• Exercise instructions:
Copy all records verbatim, images excluded.

[Saved entries]
□ □ □ □ □ □ □
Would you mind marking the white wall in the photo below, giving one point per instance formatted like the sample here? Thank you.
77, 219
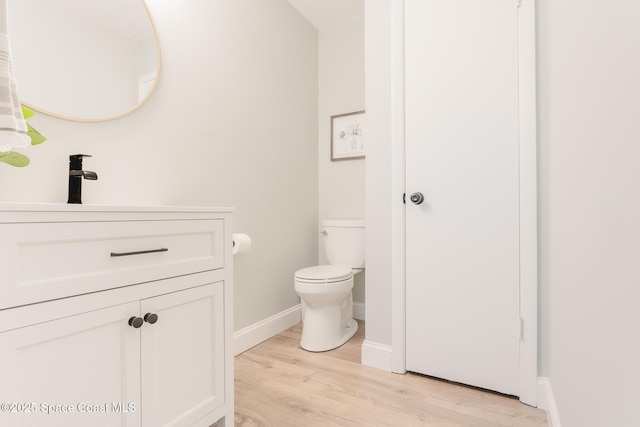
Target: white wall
233, 122
341, 90
589, 121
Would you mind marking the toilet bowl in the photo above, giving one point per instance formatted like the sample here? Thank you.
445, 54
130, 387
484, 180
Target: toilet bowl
325, 290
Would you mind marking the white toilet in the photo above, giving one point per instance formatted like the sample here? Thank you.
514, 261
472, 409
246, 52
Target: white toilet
325, 290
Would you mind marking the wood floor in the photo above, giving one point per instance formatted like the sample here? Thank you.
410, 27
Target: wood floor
278, 384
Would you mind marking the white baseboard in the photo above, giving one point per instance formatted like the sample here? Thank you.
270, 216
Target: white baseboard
358, 310
547, 402
254, 334
376, 355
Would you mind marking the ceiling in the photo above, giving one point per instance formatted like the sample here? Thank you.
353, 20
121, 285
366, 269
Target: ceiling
326, 13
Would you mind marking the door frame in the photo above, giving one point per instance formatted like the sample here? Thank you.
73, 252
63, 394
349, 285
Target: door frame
□ □ □ □ □ □ □
• Problem solution:
Would you mind marking the white wall in the photo below, giving one point per instance formatted like the sample here? Thank you.
77, 219
Target: white wall
233, 122
341, 90
589, 121
Would you mind marking the toilet bowl in the photo above, giving one point per instance formatted like the sample here? Thank you.
445, 54
130, 387
484, 180
Target: toilet bowl
325, 290
Would you mind marking the white toilet in the photo above, giving one point per instance formatted like the sample here? Thank you.
514, 261
472, 409
246, 52
Target: white toilet
325, 290
Would you mind marking the wood floor in the photo above, giving one point per instance formatted like the sample here? Thank you.
410, 27
Target: wood floor
278, 384
Would you mind marking the white baseboard in the photo above, giving one point per instance formatted like the sample here? Thank you.
270, 216
Target: white baseboard
358, 310
547, 402
254, 334
376, 355
Would you mind marking the ceiling in the photo above, giving one point per instance formatted like the sample here? Thank you.
353, 20
121, 285
366, 269
Target: ceiling
326, 13
Would you mind marking the door frame in the photo above, giving one point per instance formatted like the sample here? Thank you.
73, 252
63, 394
349, 285
Target: door frame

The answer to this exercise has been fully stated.